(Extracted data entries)
┌──
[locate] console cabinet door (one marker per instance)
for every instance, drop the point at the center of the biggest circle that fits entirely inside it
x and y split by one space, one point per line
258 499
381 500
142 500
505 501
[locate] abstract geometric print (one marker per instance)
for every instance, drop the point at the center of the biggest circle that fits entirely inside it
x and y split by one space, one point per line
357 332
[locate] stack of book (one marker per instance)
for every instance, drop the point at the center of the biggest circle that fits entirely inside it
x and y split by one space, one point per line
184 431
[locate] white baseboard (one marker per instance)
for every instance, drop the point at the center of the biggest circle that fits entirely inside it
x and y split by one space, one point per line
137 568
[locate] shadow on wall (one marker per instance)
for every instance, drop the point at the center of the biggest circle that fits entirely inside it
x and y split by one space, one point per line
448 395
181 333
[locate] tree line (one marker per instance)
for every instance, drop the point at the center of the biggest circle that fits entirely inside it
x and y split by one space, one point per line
└──
== EXERCISE ==
Your reply must repeat the entries above exactly and in full.

== SOLUTION FOR THIS TASK ==
[locate] console cabinet door (one marker per instance)
for every instance, drop the point at the center of the biggest circle that fits entirely inside it
x and y split by one space, one point per line
258 499
381 500
142 500
505 501
[locate] abstract geometric print (one marker per instance)
for every instance, drop the point at the center of the biggest circle that fits entirely inside it
x and y split by one space, one point per line
357 332
[locate] stack of book (one marker per instance)
for every instance, drop the point at the center of the biggest circle that fits entirely inside it
x and y split by one space, one point per line
184 431
[locate] white baseboard (one marker per instance)
for every instance, drop the point at the center of the biggest circle that fits entirely inside it
x and y split by one space, one point per line
137 568
[locate] shadow on wall (one marker per instance)
for every instance, drop the point at the center of the biggest circle that fits entirely inside it
x and y split by one space, one point per line
448 395
181 333
[locate] tree line (one marker per instance)
for every instance, drop the point at the center of the biggest circle that fits entirely inside it
x and y split by one space, one point per line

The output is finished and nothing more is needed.